Die Aufgabe: Fasse den Absatz im Tagungsbericht, der mit „Die Veranstaltung wurde eröffnet“ beginnt, als kurze Stichpunktliste zusammen. Die wichtigsten Fakten sollen erhalten bleiben.

Vom 4. bis 6. Februar fand an der Universität Zürich die internationale Tagung “Weltwissen und Weltdeutung in Schul- und Kinderbüchern des 19. und frühen 20. Jahrhunderts” statt. Als Veranstalter zeichneten das Institut für Sozialanthropologie und Empirische Kulturwissenschaft der Universität Zürich, das Georg-Eckert Institut – Leibniz Institut für internationale Schulbuchforschung Braunschweig, das German Historical Institute Washington D.C. und das Schweizerische Institut für Kinder – und Jugendmedien in Zürich für die Tagung verantwortlich. Mannigfaltig wie die Veranstalter waren auch die Fachbereiche, die sich hier trafen, um interdisziplinär über Weltwissen und Weltkonstruktion in Kinder- und Schulbüchern des 19. und frühen 20. Jahrhunderts zu diskutieren und zu erörtern, wie digitale Sammlungen im Sinne einer Digital Humanities genutzt und ausgewertet werden könnten. So begegneten sich auf der Tagung Informatiker, Informationswissenschaftler, Historiker, Kulturwissenschaftler und Literaturwissenschaftler.
Donnerstag, 4. Februar 2016
Die Veranstaltung wurde eröffnet von einem einführenden Vortrag von Simone Lässig zu “Wissen und Welten in Bewegung: Globalisierungs- und Nationalisierungsprozesse des 19. Jahrhunderts”. Nach einer groben Übersicht über die Wissensgeschichte, wies Frau Lässig auf die Auswirkungen der Auswanderungswelle nach Nordamerika hin, die ein wachsendes Interesse an der Welt entstehen ließ. Zudem ging sie auf die Rolle von Schulbüchern ein, die als Resultat einer mit der Schulpflicht einhergehenden Normierung und Beglaubigung von Wissen Einblicke liefern können, was gesellschaftlich breit verhandelt wurde und welche Informationen die Weltsicht der Kinder speisten. Ebenso, so Frau Lässig, bedürfe es jedoch der Reflektion darüber, welche Schulbücher wirklich gelesen wurden und wie diese Einfluss auf Kinder nehmen konnten, waren doch Fachbücher kaum flächendeckend vorhanden und fungierten doch Lehrer zudem oft als Übersetzer des abgedruckten Wissens.

Datenauszug:
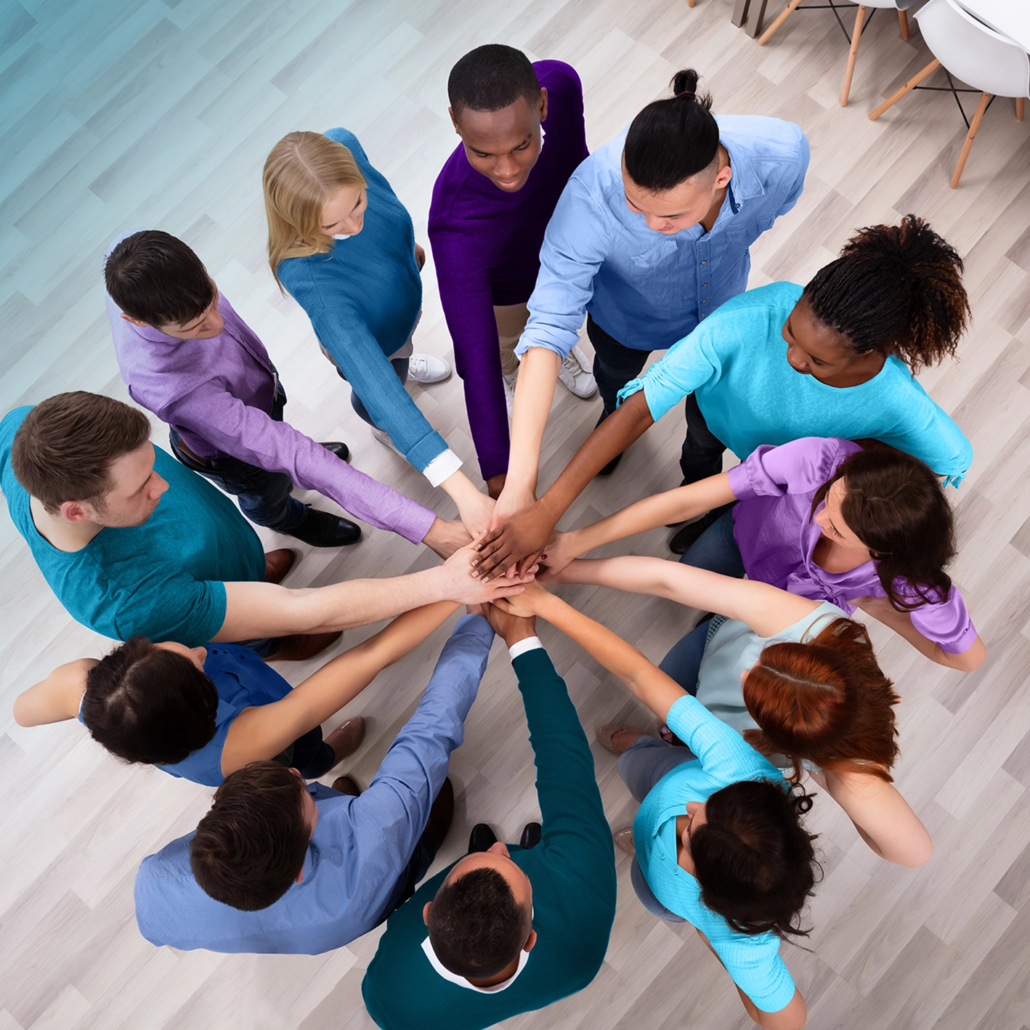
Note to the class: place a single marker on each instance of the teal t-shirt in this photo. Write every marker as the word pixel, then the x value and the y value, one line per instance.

Musterlösung:
- Eröffnung mit einem einführenden Vortrag von Simone Lässig: „Wissen und Welten in Bewegung: Globalisierungs- und Nationalisierungsprozesse des 19. Jahrhunderts“
- Nach einem groben Überblick über die Wissensgeschichte: Die Auswanderungswelle nach Nordamerika ließ ein wachsendes Interesse an der Welt entstehen.
- Schulbücher entstanden aus der Normierung und Beglaubigung von Wissen, die mit der Schulpflicht einherging. Sie zeigen, was gesellschaftlich breit verhandelt wurde und welche Informationen die Weltsicht der Kinder speisten.
- Zugleich muss man fragen, welche Schulbücher wirklich gelesen wurden und wie sie auf Kinder wirken konnten. Fachbücher waren kaum flächendeckend vorhanden, und Lehrer übersetzten das abgedruckte Wissen oft.